◆ Task prompt: Where in the data does the word "number" appear? Find those lines and copy them.

(Given data begins)

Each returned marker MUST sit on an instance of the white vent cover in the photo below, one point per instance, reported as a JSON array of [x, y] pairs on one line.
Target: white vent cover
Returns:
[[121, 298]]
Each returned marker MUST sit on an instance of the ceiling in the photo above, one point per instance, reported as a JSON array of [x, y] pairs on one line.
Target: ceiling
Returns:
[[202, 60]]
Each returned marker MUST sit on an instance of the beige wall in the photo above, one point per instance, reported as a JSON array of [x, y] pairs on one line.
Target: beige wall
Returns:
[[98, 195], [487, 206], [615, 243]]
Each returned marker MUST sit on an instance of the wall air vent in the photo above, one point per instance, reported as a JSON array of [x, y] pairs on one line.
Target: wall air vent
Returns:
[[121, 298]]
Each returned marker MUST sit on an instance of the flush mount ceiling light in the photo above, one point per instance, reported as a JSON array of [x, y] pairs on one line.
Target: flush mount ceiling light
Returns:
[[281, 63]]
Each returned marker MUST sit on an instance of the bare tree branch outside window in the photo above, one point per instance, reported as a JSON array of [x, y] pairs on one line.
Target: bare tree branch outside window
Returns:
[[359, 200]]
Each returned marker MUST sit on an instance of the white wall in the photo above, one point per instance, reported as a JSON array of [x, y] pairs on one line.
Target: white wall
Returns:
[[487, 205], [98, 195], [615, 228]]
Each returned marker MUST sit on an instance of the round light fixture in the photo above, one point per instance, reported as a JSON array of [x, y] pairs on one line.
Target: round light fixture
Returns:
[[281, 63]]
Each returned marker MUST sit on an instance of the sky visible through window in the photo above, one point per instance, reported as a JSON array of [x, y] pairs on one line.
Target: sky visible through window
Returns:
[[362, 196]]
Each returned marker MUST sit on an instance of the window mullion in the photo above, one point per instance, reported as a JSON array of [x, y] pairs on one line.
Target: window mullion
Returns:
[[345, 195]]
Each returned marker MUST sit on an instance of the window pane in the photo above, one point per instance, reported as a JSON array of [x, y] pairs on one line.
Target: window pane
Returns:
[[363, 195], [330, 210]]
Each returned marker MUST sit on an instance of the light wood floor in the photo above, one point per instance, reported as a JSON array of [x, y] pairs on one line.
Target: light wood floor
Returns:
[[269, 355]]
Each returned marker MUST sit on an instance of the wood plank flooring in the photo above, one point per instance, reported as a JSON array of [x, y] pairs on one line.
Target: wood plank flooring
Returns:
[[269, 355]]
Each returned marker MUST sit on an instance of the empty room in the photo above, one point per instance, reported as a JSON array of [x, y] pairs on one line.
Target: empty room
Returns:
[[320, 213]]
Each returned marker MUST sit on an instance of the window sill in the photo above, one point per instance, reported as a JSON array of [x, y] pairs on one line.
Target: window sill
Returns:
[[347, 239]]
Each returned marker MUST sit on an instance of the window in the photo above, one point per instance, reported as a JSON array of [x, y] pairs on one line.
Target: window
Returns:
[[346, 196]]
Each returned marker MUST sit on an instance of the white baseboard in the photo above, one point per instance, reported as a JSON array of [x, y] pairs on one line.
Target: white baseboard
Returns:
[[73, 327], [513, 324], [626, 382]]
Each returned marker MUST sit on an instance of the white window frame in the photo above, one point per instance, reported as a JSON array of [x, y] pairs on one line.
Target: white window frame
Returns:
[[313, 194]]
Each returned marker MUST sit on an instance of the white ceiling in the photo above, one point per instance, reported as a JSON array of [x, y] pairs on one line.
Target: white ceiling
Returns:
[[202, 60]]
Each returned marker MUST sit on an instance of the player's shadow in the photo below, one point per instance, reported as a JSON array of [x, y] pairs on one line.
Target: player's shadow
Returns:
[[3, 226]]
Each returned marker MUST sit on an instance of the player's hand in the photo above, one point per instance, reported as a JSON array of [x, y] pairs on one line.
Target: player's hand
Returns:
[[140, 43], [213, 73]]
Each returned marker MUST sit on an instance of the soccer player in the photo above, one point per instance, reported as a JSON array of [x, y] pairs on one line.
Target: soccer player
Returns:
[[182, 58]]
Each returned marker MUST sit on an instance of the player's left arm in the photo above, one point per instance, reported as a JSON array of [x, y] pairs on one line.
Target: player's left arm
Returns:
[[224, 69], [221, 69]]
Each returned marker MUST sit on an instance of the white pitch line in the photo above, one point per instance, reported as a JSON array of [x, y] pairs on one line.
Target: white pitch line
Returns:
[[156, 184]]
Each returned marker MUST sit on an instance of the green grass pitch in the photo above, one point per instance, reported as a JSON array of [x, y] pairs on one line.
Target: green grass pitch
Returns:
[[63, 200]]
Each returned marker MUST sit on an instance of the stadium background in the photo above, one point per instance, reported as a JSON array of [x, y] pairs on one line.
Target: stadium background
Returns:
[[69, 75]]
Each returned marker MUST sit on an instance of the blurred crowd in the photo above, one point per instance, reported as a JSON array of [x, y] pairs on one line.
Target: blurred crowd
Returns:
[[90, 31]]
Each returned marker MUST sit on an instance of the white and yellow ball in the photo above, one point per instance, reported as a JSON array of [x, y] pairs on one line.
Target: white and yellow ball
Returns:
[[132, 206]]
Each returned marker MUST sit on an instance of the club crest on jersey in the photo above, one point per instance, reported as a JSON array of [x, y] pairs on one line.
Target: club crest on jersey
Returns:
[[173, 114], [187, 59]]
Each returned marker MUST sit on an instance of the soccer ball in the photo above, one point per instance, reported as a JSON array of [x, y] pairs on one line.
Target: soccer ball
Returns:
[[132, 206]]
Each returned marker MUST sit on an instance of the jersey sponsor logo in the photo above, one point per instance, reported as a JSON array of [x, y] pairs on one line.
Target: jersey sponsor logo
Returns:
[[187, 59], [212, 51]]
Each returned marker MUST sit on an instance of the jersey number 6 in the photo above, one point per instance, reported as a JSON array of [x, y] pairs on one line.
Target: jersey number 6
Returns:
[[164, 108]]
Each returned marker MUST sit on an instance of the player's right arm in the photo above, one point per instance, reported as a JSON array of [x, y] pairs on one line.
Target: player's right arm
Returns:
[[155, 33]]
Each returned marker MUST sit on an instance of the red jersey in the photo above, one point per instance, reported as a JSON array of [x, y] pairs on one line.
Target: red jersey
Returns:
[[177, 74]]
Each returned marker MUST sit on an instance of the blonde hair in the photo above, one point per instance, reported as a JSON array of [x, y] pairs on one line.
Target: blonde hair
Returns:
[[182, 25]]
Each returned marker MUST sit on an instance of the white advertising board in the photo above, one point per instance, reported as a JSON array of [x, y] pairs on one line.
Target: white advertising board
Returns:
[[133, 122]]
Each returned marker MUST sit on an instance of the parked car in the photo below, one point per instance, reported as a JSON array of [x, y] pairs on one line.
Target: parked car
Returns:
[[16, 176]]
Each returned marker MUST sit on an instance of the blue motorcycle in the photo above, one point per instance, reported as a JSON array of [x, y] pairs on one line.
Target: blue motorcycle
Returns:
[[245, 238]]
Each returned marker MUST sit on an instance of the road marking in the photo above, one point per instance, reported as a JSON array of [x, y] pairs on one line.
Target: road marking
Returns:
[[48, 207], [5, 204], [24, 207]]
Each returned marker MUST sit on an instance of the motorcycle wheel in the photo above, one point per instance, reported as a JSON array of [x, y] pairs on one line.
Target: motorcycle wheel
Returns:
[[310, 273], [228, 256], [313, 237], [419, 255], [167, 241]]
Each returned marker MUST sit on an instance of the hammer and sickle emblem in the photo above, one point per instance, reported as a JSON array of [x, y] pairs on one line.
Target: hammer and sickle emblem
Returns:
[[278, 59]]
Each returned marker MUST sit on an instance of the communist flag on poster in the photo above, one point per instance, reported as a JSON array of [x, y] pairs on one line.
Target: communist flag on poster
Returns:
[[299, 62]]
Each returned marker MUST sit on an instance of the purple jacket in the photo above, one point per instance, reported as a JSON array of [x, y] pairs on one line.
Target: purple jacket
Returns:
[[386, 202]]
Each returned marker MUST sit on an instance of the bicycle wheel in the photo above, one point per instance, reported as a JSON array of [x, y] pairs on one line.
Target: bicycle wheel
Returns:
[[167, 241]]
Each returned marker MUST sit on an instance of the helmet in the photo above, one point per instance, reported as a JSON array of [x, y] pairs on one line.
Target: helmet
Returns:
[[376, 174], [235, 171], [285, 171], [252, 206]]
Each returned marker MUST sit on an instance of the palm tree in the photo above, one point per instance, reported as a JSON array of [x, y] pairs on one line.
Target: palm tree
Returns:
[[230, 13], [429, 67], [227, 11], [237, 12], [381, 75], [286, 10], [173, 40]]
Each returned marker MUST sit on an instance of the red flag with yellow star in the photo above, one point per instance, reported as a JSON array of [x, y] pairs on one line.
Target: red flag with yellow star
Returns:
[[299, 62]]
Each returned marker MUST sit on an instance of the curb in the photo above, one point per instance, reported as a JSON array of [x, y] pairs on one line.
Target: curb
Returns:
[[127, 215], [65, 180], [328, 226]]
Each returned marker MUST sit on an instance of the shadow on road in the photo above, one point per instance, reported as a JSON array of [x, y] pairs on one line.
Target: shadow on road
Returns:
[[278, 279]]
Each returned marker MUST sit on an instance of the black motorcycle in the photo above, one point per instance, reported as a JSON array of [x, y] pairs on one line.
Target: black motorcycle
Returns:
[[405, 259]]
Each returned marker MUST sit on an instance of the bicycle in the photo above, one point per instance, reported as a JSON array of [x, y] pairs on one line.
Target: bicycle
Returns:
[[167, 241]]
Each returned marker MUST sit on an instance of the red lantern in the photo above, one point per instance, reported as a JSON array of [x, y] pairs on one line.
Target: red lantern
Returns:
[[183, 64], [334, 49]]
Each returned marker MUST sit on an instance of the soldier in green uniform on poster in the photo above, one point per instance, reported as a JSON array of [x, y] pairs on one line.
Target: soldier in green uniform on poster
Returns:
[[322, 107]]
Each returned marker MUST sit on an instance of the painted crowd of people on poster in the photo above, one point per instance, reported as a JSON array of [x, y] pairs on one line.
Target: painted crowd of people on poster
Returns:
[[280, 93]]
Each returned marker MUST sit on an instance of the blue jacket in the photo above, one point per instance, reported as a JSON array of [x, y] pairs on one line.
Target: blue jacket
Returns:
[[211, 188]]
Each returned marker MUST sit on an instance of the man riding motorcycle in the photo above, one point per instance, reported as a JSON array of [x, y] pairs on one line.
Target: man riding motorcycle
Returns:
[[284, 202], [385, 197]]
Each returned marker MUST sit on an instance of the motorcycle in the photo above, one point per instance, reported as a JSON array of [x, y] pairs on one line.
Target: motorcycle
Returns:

(Given data ends)

◆ Solution to this exercise:
Each returned marker MUST sit on an instance of the jersey number 6 in the photo above, one point per instance, reported as a JSON array of [x, y] pairs on one line.
Target: jersey number 6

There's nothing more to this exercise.